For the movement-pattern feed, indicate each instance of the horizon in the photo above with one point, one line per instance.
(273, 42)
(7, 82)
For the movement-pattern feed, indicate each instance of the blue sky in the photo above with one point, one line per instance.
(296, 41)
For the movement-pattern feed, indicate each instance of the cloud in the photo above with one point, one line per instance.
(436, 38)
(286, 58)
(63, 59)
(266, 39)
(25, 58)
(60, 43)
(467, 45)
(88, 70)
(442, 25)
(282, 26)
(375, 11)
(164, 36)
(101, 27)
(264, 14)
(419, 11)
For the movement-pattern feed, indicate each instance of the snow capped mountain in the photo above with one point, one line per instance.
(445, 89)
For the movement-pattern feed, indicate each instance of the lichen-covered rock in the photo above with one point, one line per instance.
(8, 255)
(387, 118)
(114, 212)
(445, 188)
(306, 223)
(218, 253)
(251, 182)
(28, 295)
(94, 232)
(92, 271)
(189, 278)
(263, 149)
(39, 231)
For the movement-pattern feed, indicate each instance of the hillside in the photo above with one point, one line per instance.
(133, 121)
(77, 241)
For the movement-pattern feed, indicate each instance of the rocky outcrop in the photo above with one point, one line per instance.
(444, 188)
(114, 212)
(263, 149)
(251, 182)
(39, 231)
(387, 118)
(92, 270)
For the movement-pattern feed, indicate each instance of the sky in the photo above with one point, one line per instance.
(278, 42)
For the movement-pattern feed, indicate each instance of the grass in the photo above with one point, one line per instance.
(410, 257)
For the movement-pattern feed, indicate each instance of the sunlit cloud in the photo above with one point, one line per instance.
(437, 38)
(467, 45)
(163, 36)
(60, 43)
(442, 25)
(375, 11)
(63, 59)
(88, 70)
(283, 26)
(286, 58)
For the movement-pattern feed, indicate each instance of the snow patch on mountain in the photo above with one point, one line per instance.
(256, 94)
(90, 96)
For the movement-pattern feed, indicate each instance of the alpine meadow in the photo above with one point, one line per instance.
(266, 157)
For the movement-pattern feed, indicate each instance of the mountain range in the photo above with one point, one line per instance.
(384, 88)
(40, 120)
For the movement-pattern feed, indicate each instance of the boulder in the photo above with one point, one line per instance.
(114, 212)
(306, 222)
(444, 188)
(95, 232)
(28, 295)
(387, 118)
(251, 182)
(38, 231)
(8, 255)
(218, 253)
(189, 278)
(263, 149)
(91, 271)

**Stated problem**
Copy out the lines from the one containing "of the alpine" through the end of the records, substituting "large rock" for "boulder" and changing nothing else.

**Complete response**
For the movement-pattern feed, indicate each instance of the alpine meadow in the photo above with one point, one line per instance.
(266, 157)
For the movement-pattern feed, indicate each instance of the mountain range in the photo above with one point, one line per instance.
(384, 88)
(40, 120)
For the movement-pattern feed, indicate each instance of the large rock in the photo above with one point, one line per instance.
(114, 212)
(306, 222)
(444, 188)
(95, 232)
(28, 295)
(387, 118)
(251, 182)
(38, 231)
(8, 255)
(218, 253)
(189, 278)
(263, 149)
(91, 271)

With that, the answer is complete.